### Stored data
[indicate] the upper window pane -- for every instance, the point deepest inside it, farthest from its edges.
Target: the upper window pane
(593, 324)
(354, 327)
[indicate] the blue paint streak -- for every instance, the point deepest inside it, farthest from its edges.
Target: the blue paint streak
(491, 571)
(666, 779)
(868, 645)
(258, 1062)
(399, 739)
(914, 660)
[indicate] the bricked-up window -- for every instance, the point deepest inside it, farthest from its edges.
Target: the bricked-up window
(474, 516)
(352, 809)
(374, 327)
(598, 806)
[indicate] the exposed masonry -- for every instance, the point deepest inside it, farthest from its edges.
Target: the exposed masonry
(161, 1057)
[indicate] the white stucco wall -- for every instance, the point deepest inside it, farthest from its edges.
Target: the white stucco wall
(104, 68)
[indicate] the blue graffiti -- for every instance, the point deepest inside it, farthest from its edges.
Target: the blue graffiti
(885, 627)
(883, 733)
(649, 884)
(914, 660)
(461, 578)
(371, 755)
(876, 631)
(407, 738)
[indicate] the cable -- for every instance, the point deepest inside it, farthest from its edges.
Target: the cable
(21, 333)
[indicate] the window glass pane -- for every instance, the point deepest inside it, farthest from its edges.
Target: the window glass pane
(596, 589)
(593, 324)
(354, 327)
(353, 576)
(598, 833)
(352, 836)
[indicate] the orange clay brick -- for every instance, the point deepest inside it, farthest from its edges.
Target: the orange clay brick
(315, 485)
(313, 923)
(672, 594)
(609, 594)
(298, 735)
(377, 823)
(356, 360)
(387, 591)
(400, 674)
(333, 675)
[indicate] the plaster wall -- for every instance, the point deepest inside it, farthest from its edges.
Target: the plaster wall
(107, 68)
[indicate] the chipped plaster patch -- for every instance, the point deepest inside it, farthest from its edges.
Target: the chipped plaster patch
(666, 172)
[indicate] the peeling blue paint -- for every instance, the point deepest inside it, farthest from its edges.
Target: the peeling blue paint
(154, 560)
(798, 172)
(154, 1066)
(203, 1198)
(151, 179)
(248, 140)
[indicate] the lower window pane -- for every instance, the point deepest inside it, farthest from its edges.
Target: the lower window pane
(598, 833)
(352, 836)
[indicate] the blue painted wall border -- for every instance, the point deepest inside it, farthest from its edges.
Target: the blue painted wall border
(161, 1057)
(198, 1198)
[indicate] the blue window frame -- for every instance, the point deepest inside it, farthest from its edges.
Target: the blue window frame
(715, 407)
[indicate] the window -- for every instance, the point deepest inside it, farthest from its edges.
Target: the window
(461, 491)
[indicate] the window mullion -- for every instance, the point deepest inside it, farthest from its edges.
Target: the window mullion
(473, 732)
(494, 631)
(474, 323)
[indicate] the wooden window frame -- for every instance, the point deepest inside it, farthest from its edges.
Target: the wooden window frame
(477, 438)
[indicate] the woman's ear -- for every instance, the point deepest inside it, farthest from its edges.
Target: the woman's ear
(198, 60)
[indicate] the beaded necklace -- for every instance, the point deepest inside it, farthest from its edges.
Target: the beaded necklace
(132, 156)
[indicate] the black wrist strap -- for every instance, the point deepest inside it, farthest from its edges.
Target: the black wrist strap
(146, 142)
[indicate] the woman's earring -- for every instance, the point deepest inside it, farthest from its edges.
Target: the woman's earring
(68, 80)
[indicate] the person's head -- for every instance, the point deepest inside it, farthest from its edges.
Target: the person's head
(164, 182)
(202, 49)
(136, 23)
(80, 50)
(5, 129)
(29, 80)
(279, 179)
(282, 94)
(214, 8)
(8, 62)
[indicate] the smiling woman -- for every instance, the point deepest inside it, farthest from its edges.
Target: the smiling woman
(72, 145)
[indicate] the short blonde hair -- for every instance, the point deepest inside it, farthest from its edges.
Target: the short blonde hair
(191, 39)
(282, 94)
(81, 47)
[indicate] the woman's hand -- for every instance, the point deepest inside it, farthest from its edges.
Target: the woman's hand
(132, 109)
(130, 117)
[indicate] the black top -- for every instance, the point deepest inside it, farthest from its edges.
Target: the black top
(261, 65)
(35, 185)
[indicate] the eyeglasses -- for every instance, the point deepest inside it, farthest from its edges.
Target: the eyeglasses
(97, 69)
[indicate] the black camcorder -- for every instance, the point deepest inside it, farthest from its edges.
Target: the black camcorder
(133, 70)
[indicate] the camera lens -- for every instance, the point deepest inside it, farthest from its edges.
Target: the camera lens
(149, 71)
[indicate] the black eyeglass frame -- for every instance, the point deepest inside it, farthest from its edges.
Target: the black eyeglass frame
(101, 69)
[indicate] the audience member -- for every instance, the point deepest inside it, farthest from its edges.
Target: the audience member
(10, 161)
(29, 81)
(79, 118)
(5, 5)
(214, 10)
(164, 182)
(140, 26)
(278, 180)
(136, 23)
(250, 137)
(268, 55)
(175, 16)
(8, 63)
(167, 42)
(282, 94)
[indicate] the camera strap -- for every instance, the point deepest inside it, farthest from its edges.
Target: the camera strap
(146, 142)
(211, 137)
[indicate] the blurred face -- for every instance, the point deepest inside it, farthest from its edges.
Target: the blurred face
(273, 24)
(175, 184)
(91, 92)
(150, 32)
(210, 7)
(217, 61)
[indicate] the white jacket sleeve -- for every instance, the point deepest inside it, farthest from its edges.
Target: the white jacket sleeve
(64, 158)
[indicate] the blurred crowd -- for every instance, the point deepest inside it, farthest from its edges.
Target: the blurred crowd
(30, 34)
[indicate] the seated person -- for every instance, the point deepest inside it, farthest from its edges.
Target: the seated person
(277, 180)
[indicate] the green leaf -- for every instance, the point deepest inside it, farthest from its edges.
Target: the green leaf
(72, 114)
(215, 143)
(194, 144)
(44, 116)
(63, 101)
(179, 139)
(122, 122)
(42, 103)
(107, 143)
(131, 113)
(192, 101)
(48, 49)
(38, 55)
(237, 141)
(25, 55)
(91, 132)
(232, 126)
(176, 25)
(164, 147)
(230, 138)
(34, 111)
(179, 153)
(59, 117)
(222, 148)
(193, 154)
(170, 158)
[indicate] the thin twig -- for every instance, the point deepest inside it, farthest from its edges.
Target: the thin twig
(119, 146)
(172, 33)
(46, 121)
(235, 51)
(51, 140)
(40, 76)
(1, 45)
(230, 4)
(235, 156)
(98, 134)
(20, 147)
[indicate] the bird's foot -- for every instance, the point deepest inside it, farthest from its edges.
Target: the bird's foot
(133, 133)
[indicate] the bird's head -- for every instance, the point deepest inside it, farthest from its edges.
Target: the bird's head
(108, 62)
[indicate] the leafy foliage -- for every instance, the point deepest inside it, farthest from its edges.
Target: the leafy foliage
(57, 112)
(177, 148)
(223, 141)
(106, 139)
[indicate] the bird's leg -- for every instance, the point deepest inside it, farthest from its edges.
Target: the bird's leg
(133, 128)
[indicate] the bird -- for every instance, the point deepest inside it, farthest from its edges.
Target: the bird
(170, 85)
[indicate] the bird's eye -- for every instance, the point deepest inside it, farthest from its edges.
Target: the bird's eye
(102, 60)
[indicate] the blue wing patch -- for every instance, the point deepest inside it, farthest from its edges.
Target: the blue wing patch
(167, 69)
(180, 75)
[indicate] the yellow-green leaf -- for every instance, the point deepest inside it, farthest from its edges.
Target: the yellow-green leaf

### Assigned task
Retype every record above exactly as it appears.

### Answer area
[indicate] the upper window pane -- for every instance, the point deepest inside it, farthest from its edges.
Target: the upper window pane
(593, 324)
(354, 327)
[indicate] the blue paint streak -- for every instance, the point deepest inside it, farthest from its edges.
Target: the blue paint streak
(491, 571)
(666, 779)
(868, 645)
(258, 1062)
(399, 739)
(914, 660)
[indicate] the bricked-up window -- for every instance, the point deepest inside it, farthest from its edges.
Target: the bricked-up window
(474, 516)
(352, 809)
(374, 327)
(598, 806)
[indicate] the exposed masonry -- for every instance, the point deepest inside it, farthest from its edges.
Target: the exposed masonry
(161, 1057)
[indicate] the white stucco wall -- for every instance, the point deepest inside it, farthest from its edges.
Target: the white stucco wall
(104, 68)
[indicate] the blue graffiti -- for every instance, the point deepest inside it, farthest from its edges.
Target: the blue graffiti
(885, 627)
(883, 733)
(649, 884)
(914, 660)
(461, 578)
(371, 755)
(876, 631)
(407, 738)
[indicate] the cable -- for every instance, the point deepest inside it, farthest from its edges.
Target: the cable
(21, 333)
[indicate] the window glass pane -- for every instance, the point deepest inside it, farthest from its edges.
Target: the window glass pane
(596, 589)
(593, 324)
(354, 327)
(353, 576)
(598, 833)
(352, 836)
[indicate] the orange clay brick -- for every instance, the point deepest inside it, farthest from its edges.
Target: the orange clay brick
(315, 485)
(313, 923)
(672, 594)
(609, 594)
(298, 735)
(377, 823)
(356, 360)
(387, 591)
(400, 674)
(333, 675)
[indicate] the plaster wall -- for every instance, the point deepest inside it, farthest from its edges.
Target: the plaster wall
(107, 68)
[indicate] the chipped plaster patch -- for every instance, the point deepest inside it, farthest from its edges.
Target: the chipped plaster patch
(666, 172)
[indicate] the peeling blue paint -- for every instance, the point deepest inside it, farthest from its edges.
Target: the peeling blue paint
(154, 560)
(798, 172)
(154, 1066)
(203, 1198)
(151, 179)
(248, 140)
[indicate] the lower window pane -- for every instance, the point deepest inside it, farthest from its edges.
Target: the lower window pane
(598, 833)
(352, 836)
[indicate] the blue painted wall border -- for every instance, the point deepest inside it, farthest from its edges.
Target: the blue painted wall border
(161, 1057)
(198, 1198)
[indicate] the blue window frame -- for every instance, the point deepest inside it, farthest from its edges.
Target: the blue window frame
(715, 407)
[indicate] the window -- for every instance, the point deepest inside it, farthest from its edges.
Target: the window
(461, 491)
[indicate] the window mullion -- for every instance, the point deepest inside it, farthest from its edges.
Target: the window mullion
(473, 732)
(494, 631)
(474, 323)
[indicate] the wooden window frame -- for every instance, the point deepest inside it, farthest from its edges.
Target: the wooden window frame
(477, 438)
[indicate] the woman's ear -- for every instance, the point deepest inside it, farthest from its edges.
Target: the woman's ear
(198, 60)
[indicate] the beaded necklace -- for every instance, the point deepest inside it, farthest from its edges.
Target: the beaded necklace
(132, 156)
[indicate] the black wrist strap -- for every instance, the point deepest inside it, farthest from its edges.
Target: the black wrist strap
(146, 142)
[indicate] the woman's earring -- for every instance, the point deepest inside it, farthest from its edges.
Target: the woman's earring
(68, 80)
[indicate] the person's head -- for every instance, the point deepest inside it, farthest from its edges.
Target: the person's head
(164, 182)
(202, 49)
(136, 23)
(80, 50)
(5, 129)
(29, 80)
(279, 179)
(282, 94)
(214, 8)
(8, 62)
[indicate] the smiling woman -- for every instance, the point deepest inside it, farthest from its edges.
Target: the smiling woman
(72, 145)
[indicate] the short blonde hair -- for every instance, the point deepest inside it, farthest from its edges.
Target: the short blonde hair
(191, 39)
(282, 94)
(81, 47)
[indicate] the woman's hand -- for every instance, the point deepest inside it, farthest from its edges.
Target: the woman's hand
(132, 109)
(130, 117)
[indicate] the black top -- for every instance, the point deepest inside it, farthest from its edges.
Target: the black top
(261, 65)
(35, 185)
[indicate] the eyeglasses -- for every instance, the point deepest inside it, farthest from its edges.
Target: the eyeglasses
(97, 69)
[indicate] the black camcorder -- for every instance, the point deepest inside it, farthest from its edges.
Target: the black camcorder
(133, 70)
[indicate] the camera lens -- for every instance, the point deepest inside it, farthest from its edges.
Target: the camera lens
(149, 71)
[indicate] the black eyeglass frame -- for every instance, the point deepest inside it, farthest from its edges.
Target: the black eyeglass frame
(101, 69)
[indicate] the audience member -- for every instance, the point deepest inside it, farthest from its edges.
Target: the audience member
(10, 161)
(29, 81)
(79, 118)
(5, 5)
(214, 10)
(164, 182)
(140, 26)
(278, 180)
(136, 23)
(250, 137)
(268, 55)
(175, 16)
(8, 63)
(167, 42)
(282, 94)
[indicate] the camera strap -- for every instance, the point deepest inside it, farthest from its edges.
Target: the camera strap
(146, 142)
(211, 137)
[indicate] the blurred face -- for every instance, the point deepest inside it, farthest from its edges.
Target: the blurred face
(273, 24)
(175, 184)
(91, 92)
(150, 32)
(210, 7)
(217, 61)
[indicate] the white jacket sleeve -- for every instance, the point deepest inside it, farthest from its edges.
Target: the white jacket sleeve
(64, 158)
[indicate] the blurred crowd -- for every instance, the point deepest inside it, farthest from its edges.
Target: the blurred crowd
(30, 34)
[indicate] the seated person -- for every instance, the point deepest inside it, farthest from its edges.
Target: the seated person
(277, 180)
[indicate] the green leaf -- for every instance, the point deepest inside it, farthest from its edges.
Target: the green leaf
(72, 114)
(215, 143)
(194, 144)
(44, 116)
(63, 101)
(179, 139)
(122, 122)
(42, 103)
(107, 143)
(131, 113)
(192, 101)
(48, 49)
(38, 55)
(237, 141)
(25, 55)
(91, 132)
(232, 126)
(176, 25)
(164, 147)
(230, 138)
(34, 111)
(179, 153)
(59, 117)
(222, 148)
(193, 154)
(170, 158)
[indicate] the thin twig -- for every instance, the point deepest inside it, farthest from its edges.
Target: the thin twig
(119, 146)
(172, 33)
(46, 121)
(235, 51)
(51, 140)
(40, 76)
(1, 45)
(230, 4)
(235, 156)
(98, 134)
(20, 147)
[indicate] the bird's foot -- for every instance, the point deepest inside it, farthest from its edges.
Target: the bird's foot
(133, 133)
[indicate] the bird's head -- for every instance, the point deepest inside it, farthest from its edges.
Target: the bird's head
(108, 62)
[indicate] the leafy foliage -- for every instance, the point deepest inside it, farthest from its edges.
Target: the leafy foliage
(57, 112)
(177, 148)
(223, 141)
(106, 139)
[indicate] the bird's leg -- for every instance, the point deepest inside it, farthest from its edges.
Target: the bird's leg
(133, 128)
[indicate] the bird -- for every instance, the point deepest inside it, farthest from its edges.
Target: the bird
(170, 85)
[indicate] the bird's eye -- for every instance, the point deepest inside it, farthest from its edges.
Target: the bird's eye
(102, 60)
[indicate] the blue wing patch -- for every instance, the point deepest inside it, farthest from its edges.
Target: the blue wing patch
(167, 69)
(180, 75)
[indicate] the yellow-green leaf -- for every instance, the point deepest inside it, farthest from its edges.
Target: the yellow-green leaf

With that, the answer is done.